Activity A
Summarize the garlic-growing post in two sentences.
Activity B
Write out everything in the garlic post from "I only planted" down to "out of them.", word for word.

Text block
__________________________________________________

Best varieties of garlic you've grown in zone 9a

This year my garlic bed is heavily mulched with pine shavings. Then I will be covering the bed with shade cloth as we approach summer.

Last year my garlic was planted in a bed that got afternoon shade, and I got a very good yield from what I planted. But! I need a lot more! We use so much garlic in our home.

I only planted a single 8' row of garlic last year. This year, I think there's 182 cloves sprouting so far? 🤔 I did a whole 8x4' bed. Left some room between heads for tucking in cilantro, and early season basil.

Oh and there's a ton of second year volunteer starts in that old 8' row that I haven't decided what to do with yet.
 
I had a couple of volunteers last year. I also had a couple of hardneck plants that bloomed when I didn't see and cut the scape. They made tiny little bulbils. I saved them to plant and got some small plants out of them.

Unfortunately, I didn't mark/save the cloves, so they must have been eaten with the other small cloves.

__________________________________________________

Material supplied
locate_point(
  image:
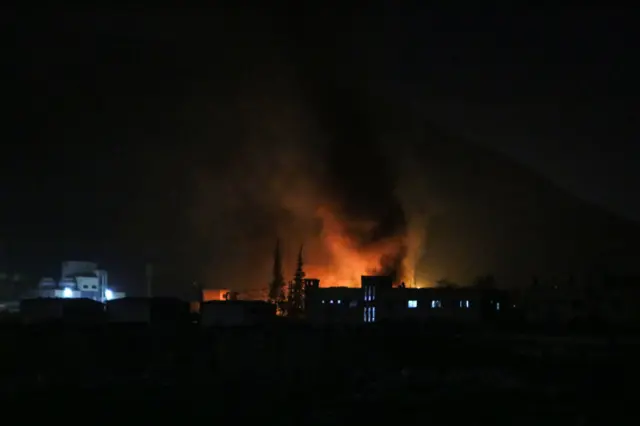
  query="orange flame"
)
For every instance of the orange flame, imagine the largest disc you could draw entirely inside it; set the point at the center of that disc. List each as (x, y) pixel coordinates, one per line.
(347, 260)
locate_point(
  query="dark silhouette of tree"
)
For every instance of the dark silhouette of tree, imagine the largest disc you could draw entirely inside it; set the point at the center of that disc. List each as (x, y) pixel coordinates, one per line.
(296, 292)
(276, 287)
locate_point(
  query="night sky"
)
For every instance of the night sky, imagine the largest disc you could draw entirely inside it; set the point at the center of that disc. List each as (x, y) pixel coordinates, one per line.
(154, 135)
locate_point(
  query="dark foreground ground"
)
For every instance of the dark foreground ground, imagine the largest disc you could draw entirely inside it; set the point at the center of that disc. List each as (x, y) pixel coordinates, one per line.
(299, 375)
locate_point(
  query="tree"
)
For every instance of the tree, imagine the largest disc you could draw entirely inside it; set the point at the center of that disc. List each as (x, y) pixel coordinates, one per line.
(296, 293)
(276, 287)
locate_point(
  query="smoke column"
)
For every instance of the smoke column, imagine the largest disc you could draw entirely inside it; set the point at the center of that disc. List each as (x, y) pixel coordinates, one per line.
(304, 161)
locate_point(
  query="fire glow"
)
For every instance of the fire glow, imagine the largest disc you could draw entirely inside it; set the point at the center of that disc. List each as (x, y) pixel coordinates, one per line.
(348, 260)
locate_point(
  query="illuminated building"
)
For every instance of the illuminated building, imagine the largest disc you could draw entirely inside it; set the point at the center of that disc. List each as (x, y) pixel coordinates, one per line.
(78, 280)
(378, 301)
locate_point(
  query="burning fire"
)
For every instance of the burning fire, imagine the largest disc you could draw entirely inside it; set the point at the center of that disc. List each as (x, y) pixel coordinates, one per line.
(348, 260)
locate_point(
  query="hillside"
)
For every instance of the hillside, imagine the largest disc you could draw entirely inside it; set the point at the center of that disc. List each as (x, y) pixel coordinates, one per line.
(499, 217)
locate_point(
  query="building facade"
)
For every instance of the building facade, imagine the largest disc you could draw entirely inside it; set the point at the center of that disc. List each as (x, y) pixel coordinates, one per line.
(377, 300)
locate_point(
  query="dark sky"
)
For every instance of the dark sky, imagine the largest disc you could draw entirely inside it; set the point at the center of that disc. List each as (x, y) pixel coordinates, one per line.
(108, 105)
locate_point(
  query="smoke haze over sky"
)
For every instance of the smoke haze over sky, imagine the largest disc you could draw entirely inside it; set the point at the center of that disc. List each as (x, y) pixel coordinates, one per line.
(195, 139)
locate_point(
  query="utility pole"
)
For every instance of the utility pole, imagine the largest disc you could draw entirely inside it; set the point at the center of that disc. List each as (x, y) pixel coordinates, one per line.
(149, 277)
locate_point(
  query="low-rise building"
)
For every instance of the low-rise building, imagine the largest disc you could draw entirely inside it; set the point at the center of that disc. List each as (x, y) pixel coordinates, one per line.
(376, 300)
(236, 312)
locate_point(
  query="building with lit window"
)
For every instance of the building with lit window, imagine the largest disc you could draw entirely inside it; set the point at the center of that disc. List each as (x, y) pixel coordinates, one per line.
(377, 300)
(78, 280)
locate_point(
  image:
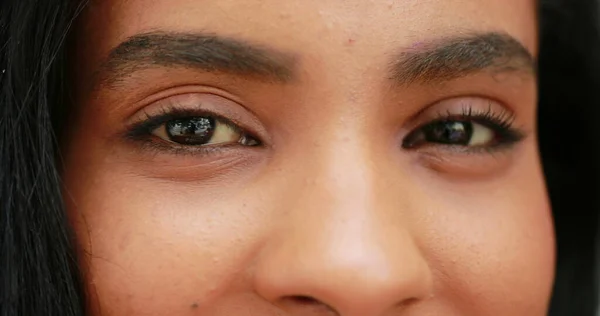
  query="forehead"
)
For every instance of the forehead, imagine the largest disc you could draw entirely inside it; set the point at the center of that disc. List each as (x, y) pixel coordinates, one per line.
(309, 27)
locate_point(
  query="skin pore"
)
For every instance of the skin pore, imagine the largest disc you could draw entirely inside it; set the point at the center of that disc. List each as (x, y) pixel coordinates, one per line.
(315, 157)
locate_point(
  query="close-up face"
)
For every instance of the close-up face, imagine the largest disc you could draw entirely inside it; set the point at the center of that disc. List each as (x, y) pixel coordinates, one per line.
(314, 157)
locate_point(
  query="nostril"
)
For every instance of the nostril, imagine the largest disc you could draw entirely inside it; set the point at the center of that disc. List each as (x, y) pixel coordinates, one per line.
(304, 300)
(308, 303)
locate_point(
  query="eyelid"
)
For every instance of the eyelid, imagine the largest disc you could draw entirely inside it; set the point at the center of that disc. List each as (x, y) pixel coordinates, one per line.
(197, 104)
(458, 107)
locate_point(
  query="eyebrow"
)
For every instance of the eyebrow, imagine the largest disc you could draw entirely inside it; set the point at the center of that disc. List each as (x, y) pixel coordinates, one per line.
(205, 52)
(455, 57)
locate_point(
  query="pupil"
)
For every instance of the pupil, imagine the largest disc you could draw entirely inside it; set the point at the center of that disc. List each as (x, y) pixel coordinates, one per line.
(453, 133)
(191, 131)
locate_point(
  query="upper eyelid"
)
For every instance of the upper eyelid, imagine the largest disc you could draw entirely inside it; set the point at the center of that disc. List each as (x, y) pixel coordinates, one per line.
(198, 103)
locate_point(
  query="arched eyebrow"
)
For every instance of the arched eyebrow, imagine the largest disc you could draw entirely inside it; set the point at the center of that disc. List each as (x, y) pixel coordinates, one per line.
(203, 52)
(451, 58)
(438, 60)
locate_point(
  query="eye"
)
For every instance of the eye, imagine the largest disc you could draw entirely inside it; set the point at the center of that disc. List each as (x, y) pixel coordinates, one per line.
(201, 131)
(448, 132)
(465, 132)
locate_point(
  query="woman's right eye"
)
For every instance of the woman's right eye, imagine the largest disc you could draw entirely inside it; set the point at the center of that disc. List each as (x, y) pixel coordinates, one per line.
(202, 131)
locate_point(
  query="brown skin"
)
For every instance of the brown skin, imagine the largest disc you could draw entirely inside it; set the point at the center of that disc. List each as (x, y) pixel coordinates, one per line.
(330, 214)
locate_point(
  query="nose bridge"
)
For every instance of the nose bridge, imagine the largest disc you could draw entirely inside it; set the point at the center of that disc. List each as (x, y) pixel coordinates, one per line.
(343, 243)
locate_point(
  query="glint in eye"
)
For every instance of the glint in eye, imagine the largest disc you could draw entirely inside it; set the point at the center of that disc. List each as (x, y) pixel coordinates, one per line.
(202, 130)
(464, 132)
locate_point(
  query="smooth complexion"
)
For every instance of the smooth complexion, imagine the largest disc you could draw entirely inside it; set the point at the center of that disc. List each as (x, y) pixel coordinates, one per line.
(315, 157)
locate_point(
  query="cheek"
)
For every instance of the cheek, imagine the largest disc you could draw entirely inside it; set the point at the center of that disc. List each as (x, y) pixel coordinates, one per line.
(496, 248)
(150, 246)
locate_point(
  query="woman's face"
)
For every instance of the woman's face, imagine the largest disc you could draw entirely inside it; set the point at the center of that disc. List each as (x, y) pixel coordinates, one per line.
(315, 157)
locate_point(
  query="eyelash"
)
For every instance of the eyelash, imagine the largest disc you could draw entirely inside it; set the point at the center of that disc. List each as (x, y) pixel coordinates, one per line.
(500, 122)
(143, 131)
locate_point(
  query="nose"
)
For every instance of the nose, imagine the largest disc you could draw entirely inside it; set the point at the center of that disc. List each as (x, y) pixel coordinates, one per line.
(342, 245)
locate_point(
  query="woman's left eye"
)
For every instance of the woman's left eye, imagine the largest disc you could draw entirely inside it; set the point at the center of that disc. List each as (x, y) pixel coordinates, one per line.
(201, 131)
(457, 133)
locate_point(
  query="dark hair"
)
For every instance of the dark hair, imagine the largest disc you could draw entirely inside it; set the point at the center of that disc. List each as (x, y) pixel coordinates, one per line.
(38, 264)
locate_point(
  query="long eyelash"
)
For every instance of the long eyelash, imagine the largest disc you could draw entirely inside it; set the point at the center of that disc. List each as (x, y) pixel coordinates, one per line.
(501, 123)
(141, 132)
(143, 129)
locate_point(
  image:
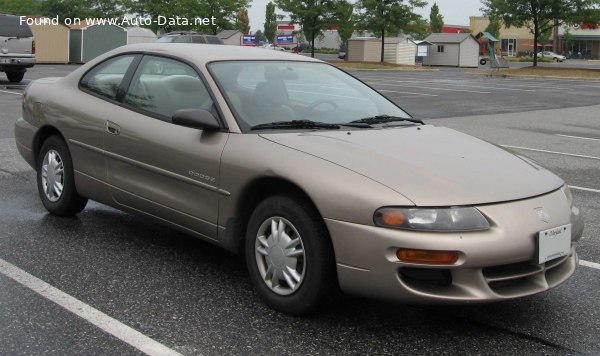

__________________________________________________

Task result A
This year the writer has mulched the garlic bed heavily with pine shavings and plans to cover it with shade cloth as summer approaches. After a very good yield from a single 8' row last year, the writer planted a whole 8x4' bed with about 182 cloves sprouting so far, and leftover volunteers and bulbils from uncut hardneck scapes have also produced plants.

Task result B
I only planted a single 8' row of garlic last year. This year, I think there's 182 cloves sprouting so far? 🤔 I did a whole 8x4' bed. Left some room between heads for tucking in cilantro, and early season basil.

Oh and there's a ton of second year volunteer starts in that old 8' row that I haven't decided what to do with yet.
 
I had a couple of volunteers last year. I also had a couple of hardneck plants that bloomed when I didn't see and cut the scape. They made tiny little bulbils. I saved them to plant and got some small plants out of them.